--- START Quoted passage ---

Office Web Apps Server 2013 - machines are always reported as Unhealthy

Tags: Office Web Apps

As you might have noticed I have somewhat fallen in love with Office Web Apps 2013, or WAC as we say now that we’ve gotten this close to each other. It’s an amazingly well written server product with the good side benefit that it is also very usable for the end-users. Even though me and WAC has been hanging around for a while and by now know each other pretty well, WAC has constantly been reporting that it is Unhealthy. And from what I’ve seen, heard and experienced in the field I am not alone…

Office Web Apps 2013 Health Reporting

Office Web Apps 2013 has a really well written reporting mechanism that constantly monitors and reports issues with your WAC farm and its machines. You can at any time see the Health status of your machines by running the following Windows PowerShell command:

(Get-OfficeWebAppsFarm).Machines

If you have installed and configured the farm according to the interwebs and/or official sources it is most likely that all your servers are reporting Unhealthy even though your WAC farm is running fine, from the end-user perspective.

Unhealthy WAC machines

The health reporting mechanism in Office Web Apps consists of a number of Watchdog processes (FarmStateManagerWatchdog.exe, ImagingWatchdog.exe etc). These processes regularly check for issues with the different WAC services. For instance it makes sure all the servers and service endpoints are responding, it checks if the proofing tools works by actually testing the service with a correctly spelled word and an incorrectly spelled word and so on. If any of these watchdog process reports an error the machine is marked as Unhealthy. (Note: It will check all the reports from the last 10 minutes, so it is a slight delay in this status).

You can see the Health reports in either the log files (SharePoint ULS Trace Log style) in your log directory on the WAC machines, but you might find it easier (and faster) to look in the Event Viewer of the machine. You will find the logs under Applications and Service Logs > Microsoft Office Web Apps.

WAC Event Log entries

In this log you will clearly see all the errors and be able to solve them, well at least most of them can be fixed by reading (and understanding) the log entry.

Two common reasons for Unhealthy machines

As I said, most WAC farms I’ve seen are reporting all machines as Unhealthy and I’ve found two major reasons for this. One is related to certificates and the second is related to Windows Server 2012/IIS8 and WCF.

Correct WAC Farm certificate

If you have been following the SharePoint 2013 space recently you should be pretty aware of that you should protect your server communication with SSL. Especially Office Web Apps 2013, which sends the AuthN token in clear text over the wire. So you create a certificate for your WAC farm load balanced DNS address, wac.contoso.com for instance, install it on the WAC machines, set up the farm and everything looks fine. But all the machines are reporting that they are Unhealthy. If you take a closer look at the WAC logs you will see exceptions like this: The underlying connection was closed: Could not establish trust relationship for the SSL/TLS secure channel.

--- END Quoted passage ---
--- START Extracted material ---

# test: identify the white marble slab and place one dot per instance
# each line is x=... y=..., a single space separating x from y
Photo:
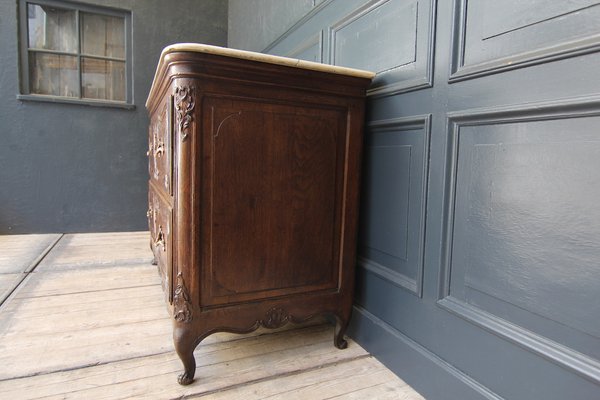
x=261 y=57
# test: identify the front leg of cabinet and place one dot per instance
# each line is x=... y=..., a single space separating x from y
x=341 y=324
x=185 y=345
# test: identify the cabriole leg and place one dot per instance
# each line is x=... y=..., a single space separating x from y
x=184 y=345
x=341 y=324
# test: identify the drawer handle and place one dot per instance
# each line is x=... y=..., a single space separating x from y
x=159 y=150
x=160 y=240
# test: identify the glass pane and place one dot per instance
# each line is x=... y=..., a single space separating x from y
x=103 y=35
x=53 y=74
x=102 y=79
x=51 y=28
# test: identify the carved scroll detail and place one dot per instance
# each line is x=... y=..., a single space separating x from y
x=275 y=318
x=181 y=301
x=184 y=104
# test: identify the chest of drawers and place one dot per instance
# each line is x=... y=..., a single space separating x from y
x=254 y=165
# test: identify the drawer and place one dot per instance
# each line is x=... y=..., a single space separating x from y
x=160 y=139
x=160 y=223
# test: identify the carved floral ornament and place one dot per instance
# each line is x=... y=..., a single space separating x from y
x=181 y=301
x=184 y=105
x=275 y=318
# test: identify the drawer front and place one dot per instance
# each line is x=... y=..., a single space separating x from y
x=160 y=223
x=160 y=154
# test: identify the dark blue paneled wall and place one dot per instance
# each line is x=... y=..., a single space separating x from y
x=478 y=272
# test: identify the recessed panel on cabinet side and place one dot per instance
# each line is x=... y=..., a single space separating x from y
x=272 y=213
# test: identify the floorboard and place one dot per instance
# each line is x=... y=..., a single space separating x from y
x=92 y=324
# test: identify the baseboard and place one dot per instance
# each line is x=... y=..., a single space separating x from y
x=427 y=373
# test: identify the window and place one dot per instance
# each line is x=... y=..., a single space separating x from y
x=74 y=52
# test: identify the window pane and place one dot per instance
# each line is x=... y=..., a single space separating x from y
x=51 y=28
x=102 y=79
x=103 y=35
x=53 y=74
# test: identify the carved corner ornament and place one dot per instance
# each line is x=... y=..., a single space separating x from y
x=276 y=317
x=181 y=302
x=184 y=105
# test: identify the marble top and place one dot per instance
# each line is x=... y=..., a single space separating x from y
x=267 y=58
x=261 y=57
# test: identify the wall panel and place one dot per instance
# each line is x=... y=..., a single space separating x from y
x=393 y=201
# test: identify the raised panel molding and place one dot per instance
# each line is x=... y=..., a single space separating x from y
x=525 y=38
x=383 y=259
x=560 y=354
x=396 y=43
x=311 y=49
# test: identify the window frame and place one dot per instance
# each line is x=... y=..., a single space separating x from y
x=25 y=89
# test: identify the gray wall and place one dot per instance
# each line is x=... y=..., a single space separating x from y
x=255 y=30
x=75 y=168
x=478 y=271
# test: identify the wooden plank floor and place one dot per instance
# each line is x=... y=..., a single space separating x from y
x=87 y=321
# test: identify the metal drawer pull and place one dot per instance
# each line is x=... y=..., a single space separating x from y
x=160 y=240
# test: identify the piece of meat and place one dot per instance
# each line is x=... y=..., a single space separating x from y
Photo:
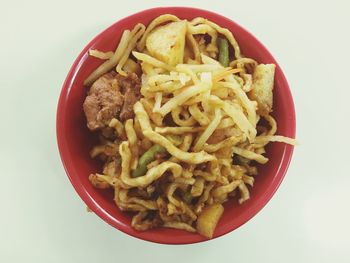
x=111 y=96
x=130 y=86
x=103 y=102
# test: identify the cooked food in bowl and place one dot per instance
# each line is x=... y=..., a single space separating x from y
x=183 y=119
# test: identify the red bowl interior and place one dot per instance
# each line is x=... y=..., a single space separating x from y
x=75 y=140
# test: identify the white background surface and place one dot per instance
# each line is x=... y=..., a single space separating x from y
x=43 y=219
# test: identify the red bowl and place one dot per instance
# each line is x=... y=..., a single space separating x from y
x=75 y=140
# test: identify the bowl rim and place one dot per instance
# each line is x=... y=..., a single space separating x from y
x=89 y=200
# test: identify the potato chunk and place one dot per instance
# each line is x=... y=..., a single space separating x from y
x=208 y=219
x=263 y=79
x=167 y=43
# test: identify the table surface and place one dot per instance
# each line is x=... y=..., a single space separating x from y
x=43 y=219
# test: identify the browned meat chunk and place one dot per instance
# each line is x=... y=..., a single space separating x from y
x=131 y=89
x=111 y=96
x=103 y=102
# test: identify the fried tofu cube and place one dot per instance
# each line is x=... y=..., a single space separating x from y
x=167 y=43
x=208 y=219
x=263 y=79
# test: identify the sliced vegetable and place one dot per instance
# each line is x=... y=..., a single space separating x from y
x=208 y=219
x=223 y=52
x=146 y=158
x=187 y=197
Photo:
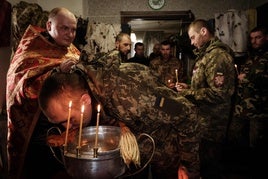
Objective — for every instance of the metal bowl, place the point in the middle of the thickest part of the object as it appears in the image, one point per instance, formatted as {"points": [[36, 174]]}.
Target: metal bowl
{"points": [[106, 164]]}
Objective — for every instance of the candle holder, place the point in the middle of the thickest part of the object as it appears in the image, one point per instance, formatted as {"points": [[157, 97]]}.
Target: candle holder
{"points": [[95, 152], [78, 151]]}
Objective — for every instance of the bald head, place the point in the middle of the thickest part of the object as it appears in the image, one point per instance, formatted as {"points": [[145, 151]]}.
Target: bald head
{"points": [[61, 26]]}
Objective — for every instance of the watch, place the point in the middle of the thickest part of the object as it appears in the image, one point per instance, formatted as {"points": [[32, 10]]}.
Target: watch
{"points": [[156, 4]]}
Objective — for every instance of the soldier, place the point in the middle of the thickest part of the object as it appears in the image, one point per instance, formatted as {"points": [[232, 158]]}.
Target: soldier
{"points": [[129, 92], [168, 67], [249, 126], [211, 89]]}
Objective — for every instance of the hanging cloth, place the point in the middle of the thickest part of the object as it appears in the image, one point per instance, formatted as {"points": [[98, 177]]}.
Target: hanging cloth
{"points": [[232, 29]]}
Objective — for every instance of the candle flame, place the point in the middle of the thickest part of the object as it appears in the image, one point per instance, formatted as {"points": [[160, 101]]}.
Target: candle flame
{"points": [[98, 108], [82, 108]]}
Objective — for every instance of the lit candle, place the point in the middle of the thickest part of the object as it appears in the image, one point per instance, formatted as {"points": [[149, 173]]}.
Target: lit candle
{"points": [[81, 124], [236, 69], [97, 126], [176, 73], [68, 122]]}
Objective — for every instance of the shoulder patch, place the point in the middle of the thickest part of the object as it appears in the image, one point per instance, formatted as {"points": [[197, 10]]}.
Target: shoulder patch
{"points": [[218, 79]]}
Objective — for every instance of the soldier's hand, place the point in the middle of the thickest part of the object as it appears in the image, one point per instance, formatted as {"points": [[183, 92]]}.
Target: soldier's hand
{"points": [[181, 86], [66, 65]]}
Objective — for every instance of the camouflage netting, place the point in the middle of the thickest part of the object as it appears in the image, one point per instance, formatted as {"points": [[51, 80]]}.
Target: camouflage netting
{"points": [[24, 14]]}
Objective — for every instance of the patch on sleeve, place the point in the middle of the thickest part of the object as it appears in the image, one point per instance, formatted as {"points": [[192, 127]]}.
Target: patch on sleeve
{"points": [[218, 80]]}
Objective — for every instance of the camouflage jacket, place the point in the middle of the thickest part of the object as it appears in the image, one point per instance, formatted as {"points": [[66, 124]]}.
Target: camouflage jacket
{"points": [[252, 91], [166, 69], [212, 86], [131, 93]]}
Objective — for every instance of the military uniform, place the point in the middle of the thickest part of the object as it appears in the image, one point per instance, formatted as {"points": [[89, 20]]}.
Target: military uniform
{"points": [[251, 108], [212, 87], [131, 93], [166, 69]]}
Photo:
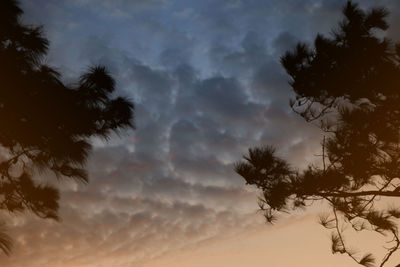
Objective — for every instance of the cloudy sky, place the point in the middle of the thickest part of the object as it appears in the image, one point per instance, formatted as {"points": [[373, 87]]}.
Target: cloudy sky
{"points": [[207, 84]]}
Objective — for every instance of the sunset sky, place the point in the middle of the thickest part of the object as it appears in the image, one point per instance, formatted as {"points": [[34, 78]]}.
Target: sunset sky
{"points": [[207, 84]]}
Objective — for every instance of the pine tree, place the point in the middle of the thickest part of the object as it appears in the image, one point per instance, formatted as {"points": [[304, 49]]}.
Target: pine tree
{"points": [[46, 124], [348, 85]]}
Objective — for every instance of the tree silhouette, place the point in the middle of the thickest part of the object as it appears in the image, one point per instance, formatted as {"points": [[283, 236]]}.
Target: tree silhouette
{"points": [[46, 124], [348, 85]]}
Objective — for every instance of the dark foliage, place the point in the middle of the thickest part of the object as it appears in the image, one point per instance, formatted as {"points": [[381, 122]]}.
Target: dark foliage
{"points": [[46, 125], [348, 85]]}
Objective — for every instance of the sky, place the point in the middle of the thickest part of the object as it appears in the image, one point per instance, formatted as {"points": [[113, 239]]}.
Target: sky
{"points": [[207, 84]]}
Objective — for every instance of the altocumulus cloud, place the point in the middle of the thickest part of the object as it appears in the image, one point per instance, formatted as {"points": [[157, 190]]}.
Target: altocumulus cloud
{"points": [[207, 83]]}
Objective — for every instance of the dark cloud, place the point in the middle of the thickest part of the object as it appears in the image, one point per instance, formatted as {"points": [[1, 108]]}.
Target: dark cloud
{"points": [[207, 83]]}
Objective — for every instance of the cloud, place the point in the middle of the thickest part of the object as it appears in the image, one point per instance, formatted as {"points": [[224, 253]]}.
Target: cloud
{"points": [[207, 84]]}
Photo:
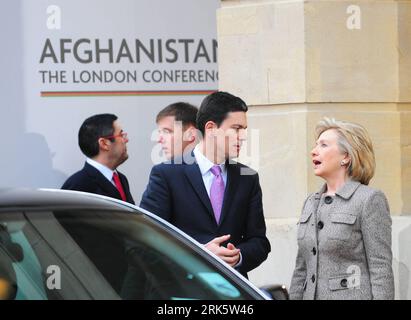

--- END Extracted material ---

Challenges:
- 1) Echo part of the post on Office Web Apps health reporting: begin at the words "Office Web Apps 2013 Health" and stop after "the end-user perspective.".
- 2) In the post on Office Web Apps health reporting, how far back are reports checked when a machine's health status is set?

Exercise results:
- 1)
Office Web Apps 2013 Health Reporting

Office Web Apps 2013 has a really well written reporting mechanism that constantly monitors and reports issues with your WAC farm and its machines. You can at any time see the Health status of your machines by running the following Windows PowerShell command:

(Get-OfficeWebAppsFarm).Machines

If you have installed and configured the farm according to the interwebs and/or official sources it is most likely that all your servers are reporting Unhealthy even though your WAC farm is running fine, from the end-user perspective.

- 2) All reports from the last 10 minutes are checked.